Work order → The lines of the records that include "black" should all be copied.

[Referring expression pointing data]
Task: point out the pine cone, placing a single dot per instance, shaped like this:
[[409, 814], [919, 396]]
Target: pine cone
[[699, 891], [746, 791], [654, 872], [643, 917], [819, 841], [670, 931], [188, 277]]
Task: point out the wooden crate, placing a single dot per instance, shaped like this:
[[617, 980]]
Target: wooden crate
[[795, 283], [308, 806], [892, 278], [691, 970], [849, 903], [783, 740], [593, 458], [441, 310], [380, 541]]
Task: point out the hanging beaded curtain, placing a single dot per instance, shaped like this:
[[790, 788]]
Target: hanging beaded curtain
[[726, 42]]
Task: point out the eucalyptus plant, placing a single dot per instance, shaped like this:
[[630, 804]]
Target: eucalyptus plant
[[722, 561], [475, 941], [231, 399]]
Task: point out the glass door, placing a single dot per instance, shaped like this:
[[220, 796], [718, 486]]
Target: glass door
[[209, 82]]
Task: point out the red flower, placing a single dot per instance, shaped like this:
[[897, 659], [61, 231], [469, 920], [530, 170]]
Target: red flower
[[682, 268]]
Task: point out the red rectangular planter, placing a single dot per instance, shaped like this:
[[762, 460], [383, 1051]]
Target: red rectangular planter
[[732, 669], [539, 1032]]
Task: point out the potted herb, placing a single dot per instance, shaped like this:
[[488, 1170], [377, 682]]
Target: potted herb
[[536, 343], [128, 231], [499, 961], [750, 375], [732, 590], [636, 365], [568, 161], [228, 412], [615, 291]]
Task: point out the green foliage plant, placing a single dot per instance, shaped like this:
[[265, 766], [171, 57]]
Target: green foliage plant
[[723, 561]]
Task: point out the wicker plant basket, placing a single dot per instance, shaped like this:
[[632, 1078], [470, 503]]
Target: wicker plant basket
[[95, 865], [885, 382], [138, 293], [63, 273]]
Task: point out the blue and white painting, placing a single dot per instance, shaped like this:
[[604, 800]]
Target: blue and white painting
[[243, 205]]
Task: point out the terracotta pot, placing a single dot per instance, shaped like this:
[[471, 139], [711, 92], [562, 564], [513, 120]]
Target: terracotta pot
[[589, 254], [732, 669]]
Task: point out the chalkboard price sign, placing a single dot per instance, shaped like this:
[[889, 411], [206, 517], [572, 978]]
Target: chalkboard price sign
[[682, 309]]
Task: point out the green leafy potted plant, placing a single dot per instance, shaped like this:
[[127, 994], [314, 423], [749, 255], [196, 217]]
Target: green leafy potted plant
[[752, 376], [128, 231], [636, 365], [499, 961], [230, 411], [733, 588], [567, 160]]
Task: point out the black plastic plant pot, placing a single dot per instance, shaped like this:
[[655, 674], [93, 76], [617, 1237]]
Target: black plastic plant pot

Task answer →
Task: point out the black plastic plant pot, placing a single dot per instance, shaped like this:
Target: black plastic plant pot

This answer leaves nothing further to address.